**EXERCISE BRIEF**
Please write out all the data exactly as shown.

———

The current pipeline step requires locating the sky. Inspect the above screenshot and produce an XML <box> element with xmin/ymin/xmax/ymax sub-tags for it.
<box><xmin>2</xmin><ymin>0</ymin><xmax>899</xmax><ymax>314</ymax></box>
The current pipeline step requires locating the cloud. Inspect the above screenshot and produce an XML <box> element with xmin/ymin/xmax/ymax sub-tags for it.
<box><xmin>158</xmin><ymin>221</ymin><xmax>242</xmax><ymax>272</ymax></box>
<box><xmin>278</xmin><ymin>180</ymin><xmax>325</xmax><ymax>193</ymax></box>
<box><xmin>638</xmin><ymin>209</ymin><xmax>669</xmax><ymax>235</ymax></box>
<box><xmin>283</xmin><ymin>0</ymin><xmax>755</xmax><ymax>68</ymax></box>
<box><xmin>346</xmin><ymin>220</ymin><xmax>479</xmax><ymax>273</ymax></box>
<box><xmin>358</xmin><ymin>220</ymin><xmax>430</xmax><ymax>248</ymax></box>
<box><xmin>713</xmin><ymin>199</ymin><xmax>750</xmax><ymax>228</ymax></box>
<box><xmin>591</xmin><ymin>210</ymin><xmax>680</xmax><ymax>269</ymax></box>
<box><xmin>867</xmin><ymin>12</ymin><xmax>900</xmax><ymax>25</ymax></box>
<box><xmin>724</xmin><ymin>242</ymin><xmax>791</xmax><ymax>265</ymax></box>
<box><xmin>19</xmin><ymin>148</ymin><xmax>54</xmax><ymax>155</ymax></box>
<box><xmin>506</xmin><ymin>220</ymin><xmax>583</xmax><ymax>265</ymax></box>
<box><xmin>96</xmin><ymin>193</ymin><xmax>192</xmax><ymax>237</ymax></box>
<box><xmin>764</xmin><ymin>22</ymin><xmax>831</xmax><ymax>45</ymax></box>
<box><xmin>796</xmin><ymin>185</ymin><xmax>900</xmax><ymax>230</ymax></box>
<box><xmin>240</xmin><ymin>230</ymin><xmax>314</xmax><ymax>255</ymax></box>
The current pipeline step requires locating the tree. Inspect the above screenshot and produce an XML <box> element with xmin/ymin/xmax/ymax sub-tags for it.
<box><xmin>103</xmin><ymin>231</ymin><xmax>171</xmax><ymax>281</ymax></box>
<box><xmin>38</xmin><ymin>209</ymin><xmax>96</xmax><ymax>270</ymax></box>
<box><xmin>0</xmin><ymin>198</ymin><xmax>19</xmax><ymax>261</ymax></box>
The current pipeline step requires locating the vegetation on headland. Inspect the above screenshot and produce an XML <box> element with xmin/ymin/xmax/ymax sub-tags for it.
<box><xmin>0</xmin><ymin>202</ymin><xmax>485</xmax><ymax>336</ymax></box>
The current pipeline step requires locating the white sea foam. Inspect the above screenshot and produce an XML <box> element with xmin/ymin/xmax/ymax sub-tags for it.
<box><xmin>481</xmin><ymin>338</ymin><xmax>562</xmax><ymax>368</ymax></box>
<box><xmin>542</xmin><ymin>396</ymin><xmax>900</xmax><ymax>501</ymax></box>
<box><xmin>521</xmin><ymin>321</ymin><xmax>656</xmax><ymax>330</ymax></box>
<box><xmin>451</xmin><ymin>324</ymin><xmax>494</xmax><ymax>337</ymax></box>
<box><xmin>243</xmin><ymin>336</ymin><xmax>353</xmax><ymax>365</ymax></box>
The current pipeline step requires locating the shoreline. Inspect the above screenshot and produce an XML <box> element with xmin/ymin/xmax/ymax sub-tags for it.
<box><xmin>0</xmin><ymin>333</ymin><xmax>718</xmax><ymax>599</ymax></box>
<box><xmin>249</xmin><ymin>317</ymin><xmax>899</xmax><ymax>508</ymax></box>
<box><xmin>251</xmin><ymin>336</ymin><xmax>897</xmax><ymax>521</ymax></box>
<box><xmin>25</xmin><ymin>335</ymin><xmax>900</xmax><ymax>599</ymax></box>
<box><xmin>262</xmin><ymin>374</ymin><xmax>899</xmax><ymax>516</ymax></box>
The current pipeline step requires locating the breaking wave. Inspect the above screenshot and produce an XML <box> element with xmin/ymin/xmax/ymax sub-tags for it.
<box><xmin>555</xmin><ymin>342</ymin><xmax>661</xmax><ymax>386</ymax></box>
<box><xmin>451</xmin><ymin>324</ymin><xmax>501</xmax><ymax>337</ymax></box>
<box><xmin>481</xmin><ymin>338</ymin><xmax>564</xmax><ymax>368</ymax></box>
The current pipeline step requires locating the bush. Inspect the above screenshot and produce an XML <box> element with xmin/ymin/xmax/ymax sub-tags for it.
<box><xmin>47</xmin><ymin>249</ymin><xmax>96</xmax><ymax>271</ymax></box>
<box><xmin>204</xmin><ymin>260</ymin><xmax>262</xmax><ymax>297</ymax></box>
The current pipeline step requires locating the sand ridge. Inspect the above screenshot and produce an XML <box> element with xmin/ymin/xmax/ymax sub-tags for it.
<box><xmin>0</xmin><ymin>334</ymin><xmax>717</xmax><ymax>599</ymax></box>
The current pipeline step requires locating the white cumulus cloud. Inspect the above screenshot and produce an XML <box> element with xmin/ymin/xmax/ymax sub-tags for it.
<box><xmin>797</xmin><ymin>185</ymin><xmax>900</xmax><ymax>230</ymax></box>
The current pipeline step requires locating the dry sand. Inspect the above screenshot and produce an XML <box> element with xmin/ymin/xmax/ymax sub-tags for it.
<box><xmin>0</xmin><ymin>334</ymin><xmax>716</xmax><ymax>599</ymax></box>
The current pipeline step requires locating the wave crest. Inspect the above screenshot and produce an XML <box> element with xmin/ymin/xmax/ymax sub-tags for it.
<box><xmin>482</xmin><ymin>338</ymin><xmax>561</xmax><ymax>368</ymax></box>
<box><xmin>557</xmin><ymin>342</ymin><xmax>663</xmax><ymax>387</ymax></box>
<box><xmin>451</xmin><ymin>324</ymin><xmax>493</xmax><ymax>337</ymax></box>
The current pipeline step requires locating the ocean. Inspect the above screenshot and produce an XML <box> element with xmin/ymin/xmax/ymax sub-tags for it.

———

**EXERCISE ANSWER**
The current pipeline step requires locating the sky. Inspect the above screenshot and produce an XML <box> element with xmin/ymin/xmax/ymax sub-tags for it.
<box><xmin>2</xmin><ymin>0</ymin><xmax>899</xmax><ymax>314</ymax></box>
The current pipeline step requires locating the cloud. Inspect the above screenshot and produce an XML <box> element with xmin/ymin/xmax/ymax sub-tags for it.
<box><xmin>158</xmin><ymin>221</ymin><xmax>242</xmax><ymax>272</ymax></box>
<box><xmin>278</xmin><ymin>180</ymin><xmax>325</xmax><ymax>193</ymax></box>
<box><xmin>638</xmin><ymin>209</ymin><xmax>669</xmax><ymax>235</ymax></box>
<box><xmin>283</xmin><ymin>0</ymin><xmax>755</xmax><ymax>68</ymax></box>
<box><xmin>346</xmin><ymin>220</ymin><xmax>479</xmax><ymax>273</ymax></box>
<box><xmin>358</xmin><ymin>220</ymin><xmax>430</xmax><ymax>248</ymax></box>
<box><xmin>713</xmin><ymin>199</ymin><xmax>750</xmax><ymax>228</ymax></box>
<box><xmin>591</xmin><ymin>210</ymin><xmax>680</xmax><ymax>269</ymax></box>
<box><xmin>867</xmin><ymin>12</ymin><xmax>900</xmax><ymax>25</ymax></box>
<box><xmin>724</xmin><ymin>242</ymin><xmax>791</xmax><ymax>265</ymax></box>
<box><xmin>19</xmin><ymin>148</ymin><xmax>54</xmax><ymax>155</ymax></box>
<box><xmin>506</xmin><ymin>220</ymin><xmax>583</xmax><ymax>265</ymax></box>
<box><xmin>96</xmin><ymin>193</ymin><xmax>192</xmax><ymax>237</ymax></box>
<box><xmin>764</xmin><ymin>22</ymin><xmax>831</xmax><ymax>45</ymax></box>
<box><xmin>796</xmin><ymin>185</ymin><xmax>900</xmax><ymax>230</ymax></box>
<box><xmin>240</xmin><ymin>230</ymin><xmax>314</xmax><ymax>255</ymax></box>
The current pipeline step requires locating the tree. Inspect the above screenshot and produce an XML <box> element with xmin/ymin/xmax/ymax sub-tags for it.
<box><xmin>103</xmin><ymin>231</ymin><xmax>171</xmax><ymax>281</ymax></box>
<box><xmin>38</xmin><ymin>209</ymin><xmax>96</xmax><ymax>270</ymax></box>
<box><xmin>0</xmin><ymin>198</ymin><xmax>19</xmax><ymax>261</ymax></box>
The current pipeline step requires locating the vegetation on headland. Inspect the above screenshot and produce an XML <box> element with xmin/ymin/xmax/ymax sub-tags for it.
<box><xmin>0</xmin><ymin>202</ymin><xmax>485</xmax><ymax>336</ymax></box>
The current pipeline step requires locating the white sea foam. Inspect the above screenshot and produce an XML <box> element with xmin/ymin/xmax/ymax sub-tags for it.
<box><xmin>481</xmin><ymin>338</ymin><xmax>562</xmax><ymax>368</ymax></box>
<box><xmin>542</xmin><ymin>396</ymin><xmax>900</xmax><ymax>501</ymax></box>
<box><xmin>521</xmin><ymin>321</ymin><xmax>656</xmax><ymax>330</ymax></box>
<box><xmin>451</xmin><ymin>324</ymin><xmax>494</xmax><ymax>337</ymax></box>
<box><xmin>243</xmin><ymin>336</ymin><xmax>353</xmax><ymax>365</ymax></box>
The current pipeline step requires locating the shoreline. Inspect the above screenshot and produce an XML <box> element with xmin/ymin/xmax/ymax sub-tags for it.
<box><xmin>0</xmin><ymin>333</ymin><xmax>718</xmax><ymax>599</ymax></box>
<box><xmin>249</xmin><ymin>317</ymin><xmax>899</xmax><ymax>508</ymax></box>
<box><xmin>251</xmin><ymin>336</ymin><xmax>897</xmax><ymax>521</ymax></box>
<box><xmin>25</xmin><ymin>335</ymin><xmax>900</xmax><ymax>599</ymax></box>
<box><xmin>262</xmin><ymin>374</ymin><xmax>899</xmax><ymax>516</ymax></box>
The current pipeline step requires locating the breaking wave. Inspect the above screenshot and produce an XML <box> element with xmin/ymin/xmax/ymax sub-tags for it.
<box><xmin>555</xmin><ymin>342</ymin><xmax>661</xmax><ymax>386</ymax></box>
<box><xmin>451</xmin><ymin>324</ymin><xmax>501</xmax><ymax>337</ymax></box>
<box><xmin>481</xmin><ymin>338</ymin><xmax>564</xmax><ymax>368</ymax></box>
The current pipeline step requires locating the bush. Inspect the above screenshot and produce an XML <box> element with xmin/ymin/xmax/ymax sub-tags for it.
<box><xmin>47</xmin><ymin>249</ymin><xmax>96</xmax><ymax>271</ymax></box>
<box><xmin>204</xmin><ymin>260</ymin><xmax>262</xmax><ymax>297</ymax></box>
The current pipeline step requires locating the sand ridge. Inspect the above screenshot and produce an XML <box> element with xmin/ymin/xmax/ymax sub-tags for it.
<box><xmin>0</xmin><ymin>334</ymin><xmax>717</xmax><ymax>599</ymax></box>
The current pipeline step requires locating the white cumulus cloud. Inspect the above screenshot and produce an XML <box> element with xmin/ymin/xmax/ymax sub-tags for it.
<box><xmin>797</xmin><ymin>185</ymin><xmax>900</xmax><ymax>230</ymax></box>
The current pipeline step requires locating the dry sand. Inspect the above screenshot and produce an XML <box> element with xmin/ymin/xmax/ymax sub-tags for it.
<box><xmin>0</xmin><ymin>334</ymin><xmax>716</xmax><ymax>599</ymax></box>
The current pipeline step requires locating the wave crest. Inspect the above screenshot and produce an XML <box> element with xmin/ymin/xmax/ymax sub-tags for it.
<box><xmin>482</xmin><ymin>338</ymin><xmax>561</xmax><ymax>368</ymax></box>
<box><xmin>557</xmin><ymin>342</ymin><xmax>663</xmax><ymax>387</ymax></box>
<box><xmin>451</xmin><ymin>324</ymin><xmax>493</xmax><ymax>337</ymax></box>
The current pipeline step requires locating the ocean. Inspect the above screenshot and produce an XML <box> element with xmin/ymin/xmax/ymax sub-tags for it.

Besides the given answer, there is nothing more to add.